*EXERCISE*.
Output the records exactly, and drop each picture.

BEGIN WORKING DATA

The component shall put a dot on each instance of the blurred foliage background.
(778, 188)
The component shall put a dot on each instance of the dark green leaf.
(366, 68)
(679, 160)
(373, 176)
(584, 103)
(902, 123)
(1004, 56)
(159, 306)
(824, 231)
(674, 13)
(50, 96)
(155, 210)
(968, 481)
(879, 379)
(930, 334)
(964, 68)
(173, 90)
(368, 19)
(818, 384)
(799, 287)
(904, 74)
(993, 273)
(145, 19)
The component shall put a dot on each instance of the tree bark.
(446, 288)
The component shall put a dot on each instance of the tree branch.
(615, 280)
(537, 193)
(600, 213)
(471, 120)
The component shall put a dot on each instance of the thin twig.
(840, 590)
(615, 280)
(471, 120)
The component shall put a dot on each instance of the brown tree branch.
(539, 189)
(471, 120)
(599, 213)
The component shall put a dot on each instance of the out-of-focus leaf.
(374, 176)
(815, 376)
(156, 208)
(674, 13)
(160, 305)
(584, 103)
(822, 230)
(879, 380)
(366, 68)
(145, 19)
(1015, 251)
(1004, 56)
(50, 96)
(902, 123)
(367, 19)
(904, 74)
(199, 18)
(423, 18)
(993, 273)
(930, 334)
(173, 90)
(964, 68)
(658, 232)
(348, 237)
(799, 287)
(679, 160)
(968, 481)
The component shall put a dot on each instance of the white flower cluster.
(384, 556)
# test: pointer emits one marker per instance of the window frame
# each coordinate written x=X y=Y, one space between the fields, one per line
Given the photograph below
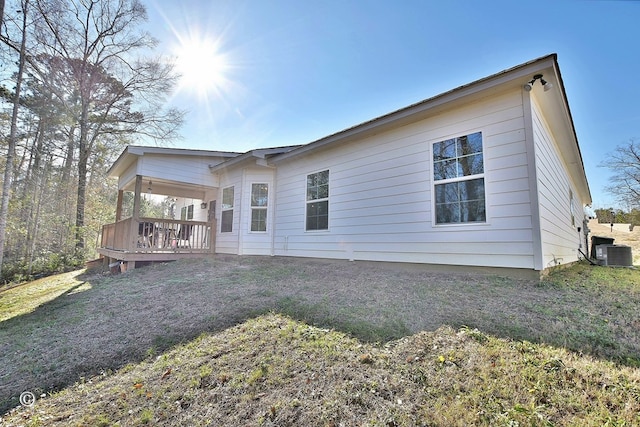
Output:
x=225 y=209
x=318 y=200
x=262 y=208
x=186 y=213
x=459 y=178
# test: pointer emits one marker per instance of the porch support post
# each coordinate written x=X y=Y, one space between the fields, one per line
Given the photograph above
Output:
x=119 y=205
x=133 y=233
x=212 y=236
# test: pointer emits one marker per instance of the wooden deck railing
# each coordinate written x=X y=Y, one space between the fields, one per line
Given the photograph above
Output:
x=158 y=235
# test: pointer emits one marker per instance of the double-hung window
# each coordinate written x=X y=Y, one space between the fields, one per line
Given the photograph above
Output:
x=317 y=209
x=186 y=213
x=259 y=202
x=226 y=220
x=458 y=176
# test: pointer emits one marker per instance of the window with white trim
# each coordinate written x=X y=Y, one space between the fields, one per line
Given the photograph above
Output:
x=317 y=209
x=572 y=208
x=458 y=176
x=226 y=220
x=186 y=213
x=259 y=202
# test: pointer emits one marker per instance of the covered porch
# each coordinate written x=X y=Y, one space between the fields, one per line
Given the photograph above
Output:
x=180 y=174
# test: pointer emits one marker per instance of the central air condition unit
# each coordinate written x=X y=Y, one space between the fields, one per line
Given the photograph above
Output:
x=601 y=253
x=619 y=255
x=614 y=255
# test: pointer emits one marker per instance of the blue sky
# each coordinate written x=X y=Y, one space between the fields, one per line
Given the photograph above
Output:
x=290 y=72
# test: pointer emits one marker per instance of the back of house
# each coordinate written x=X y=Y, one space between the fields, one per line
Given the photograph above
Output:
x=488 y=174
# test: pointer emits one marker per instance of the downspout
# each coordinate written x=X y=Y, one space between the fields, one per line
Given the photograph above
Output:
x=274 y=190
x=532 y=172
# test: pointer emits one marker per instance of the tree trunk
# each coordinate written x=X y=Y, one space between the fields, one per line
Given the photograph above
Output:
x=13 y=136
x=83 y=160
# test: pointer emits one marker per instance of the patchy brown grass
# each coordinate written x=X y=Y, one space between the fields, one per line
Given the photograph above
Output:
x=273 y=371
x=475 y=364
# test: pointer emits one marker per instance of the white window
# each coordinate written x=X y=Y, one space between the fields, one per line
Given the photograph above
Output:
x=458 y=176
x=186 y=213
x=572 y=208
x=317 y=211
x=226 y=220
x=259 y=202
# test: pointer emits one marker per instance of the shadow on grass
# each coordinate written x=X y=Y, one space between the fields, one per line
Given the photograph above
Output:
x=105 y=323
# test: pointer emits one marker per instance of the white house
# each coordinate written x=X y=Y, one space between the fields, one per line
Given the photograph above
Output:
x=488 y=174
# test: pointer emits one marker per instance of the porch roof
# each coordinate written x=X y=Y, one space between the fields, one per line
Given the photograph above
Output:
x=132 y=153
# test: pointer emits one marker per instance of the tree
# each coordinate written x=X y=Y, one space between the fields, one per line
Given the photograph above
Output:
x=13 y=135
x=87 y=88
x=112 y=90
x=624 y=163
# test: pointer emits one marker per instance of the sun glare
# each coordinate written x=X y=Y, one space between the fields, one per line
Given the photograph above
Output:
x=201 y=66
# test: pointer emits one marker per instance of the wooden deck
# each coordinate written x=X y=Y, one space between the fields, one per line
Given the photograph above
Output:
x=155 y=240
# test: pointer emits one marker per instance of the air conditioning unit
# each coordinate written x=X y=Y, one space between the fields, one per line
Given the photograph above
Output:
x=614 y=255
x=601 y=253
x=619 y=255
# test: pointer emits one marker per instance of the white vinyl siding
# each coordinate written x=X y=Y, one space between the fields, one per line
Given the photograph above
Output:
x=559 y=236
x=381 y=194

END WORKING DATA

*TASK RESULT*.
The component shall put a dot on each instance of the blurred foliage background.
(778, 188)
The component shall put a dot on each instance of the dark green leaf.
(366, 68)
(679, 160)
(373, 176)
(584, 103)
(902, 123)
(1004, 56)
(159, 306)
(824, 231)
(674, 13)
(50, 96)
(155, 210)
(968, 481)
(879, 379)
(930, 334)
(964, 68)
(173, 90)
(368, 19)
(818, 384)
(799, 287)
(904, 74)
(993, 273)
(145, 19)
The component shall put a dot on each instance of the tree bark.
(446, 288)
The component shall put a dot on each instance of the tree branch.
(615, 280)
(537, 193)
(600, 213)
(471, 120)
The component shall put a dot on each instance of the thin twig.
(840, 590)
(615, 280)
(471, 120)
The component shall put a dot on each instance of the brown tree branch.
(539, 189)
(471, 120)
(599, 213)
The component shall put a dot on each instance of the out-of-focus leaf.
(374, 176)
(815, 376)
(156, 208)
(674, 13)
(160, 305)
(584, 103)
(822, 230)
(879, 380)
(366, 68)
(145, 19)
(1015, 251)
(1004, 56)
(50, 96)
(902, 123)
(367, 19)
(904, 74)
(199, 18)
(423, 18)
(993, 273)
(930, 334)
(173, 90)
(964, 68)
(658, 232)
(348, 237)
(799, 287)
(679, 160)
(968, 481)
The component shall put a dot on each instance of the white flower cluster.
(384, 556)
# test: pointer emits one marker per instance of the window frame
# each coordinate written x=X y=Y, one space between the fields, one per line
Given the photograph below
Output:
x=225 y=209
x=318 y=200
x=262 y=208
x=186 y=213
x=459 y=178
# test: pointer emits one marker per instance of the porch support post
# each coordinate written x=X y=Y, one space between the fields, one per line
Given the photograph above
Output:
x=119 y=205
x=133 y=233
x=212 y=236
# test: pointer emits one marker per instance of the wooden deck railing
# each coordinate written x=X y=Y, one space between the fields, one per line
Given the photograph above
Output:
x=158 y=235
# test: pointer emits one marker per instance of the double-hung window
# each coordinate written x=X y=Y, one space between the fields, one per line
Given the photograph above
Output:
x=317 y=209
x=186 y=213
x=259 y=202
x=226 y=220
x=458 y=176
# test: pointer emits one marker per instance of the window with white trim
# each coordinate written x=X y=Y, one space between the fields, one per line
Given the photograph above
Output:
x=317 y=209
x=572 y=208
x=458 y=176
x=226 y=220
x=186 y=213
x=259 y=202
# test: pointer emits one marker per instance of the covered porch
# each coordinate written x=X y=Y, one space between the fields, one per line
Given the photograph above
Output:
x=180 y=174
# test: pointer emits one marker per instance of the central air condition unit
# each coordinate written x=X y=Y, one space between the fields, one per line
Given the photograph above
Output:
x=601 y=253
x=619 y=255
x=614 y=255
# test: pointer emits one marker per instance of the blue sky
# each coordinate written x=X y=Y, one space between the fields, one per line
Given the photograph above
Output:
x=290 y=72
# test: pointer emits one marker per instance of the back of house
# each coordinate written x=X y=Y, one space between the fields, one per line
Given the photograph above
Output:
x=488 y=174
# test: pointer emits one marker per instance of the downspout
# each coordinate written x=X y=Y, one space between the fields, one per line
Given the photograph above
Output:
x=274 y=190
x=532 y=172
# test: pointer emits one marker per instance of the tree trunk
# each coordinate written x=X y=Y, one space between the fields, one per line
Given the photograph above
Output:
x=13 y=136
x=83 y=160
# test: pointer emits one marker per instance of the patchy brown grass
# each coordinate written x=X y=Y, one space between the fields, one per line
Given the photograph above
Output:
x=273 y=371
x=475 y=364
# test: pointer emits one marker per instance of the white window
# each coordinate written x=X y=Y, one space between the fields, one per line
Given the photograph above
Output:
x=458 y=176
x=186 y=213
x=572 y=208
x=317 y=211
x=226 y=220
x=259 y=202
# test: pointer emits one marker per instance of the shadow on grass
# each coordinate written x=X y=Y, one space between the fields, one per line
Given the photograph above
Output:
x=105 y=323
# test: pointer emits one marker per instance of the white house
# each coordinate written x=X y=Y, one space between the fields, one per line
Given the photograph above
Output:
x=488 y=174
# test: pointer emits one marker per instance of the porch roof
# each coordinate written x=X y=Y, one space between the fields, one per line
Given the photograph above
Output:
x=132 y=153
# test: pointer emits one marker per instance of the tree
# each coordinate written x=X y=Y, one space between the fields, one per line
Given the photograph above
Output:
x=13 y=135
x=87 y=88
x=112 y=90
x=624 y=163
# test: pointer emits one marker per instance of the sun glare
# each coordinate written x=X y=Y, one space between the fields, one per line
Given the photograph above
Output:
x=201 y=66
# test: pointer emits one marker per instance of the wooden deck
# each coordinate written x=X y=Y, one space between the fields, one per line
Given the photograph above
Output:
x=155 y=240
# test: pointer emits one marker per instance of the air conditioning unit
# each coordinate written x=X y=Y, one space between the fields, one per line
Given the photograph above
Output:
x=614 y=255
x=601 y=253
x=619 y=255
# test: pointer emits one marker per instance of the white vinyl siding
# each coordinate written x=X y=Y, one space between the fields, one per line
Given the photograph above
Output:
x=559 y=236
x=381 y=194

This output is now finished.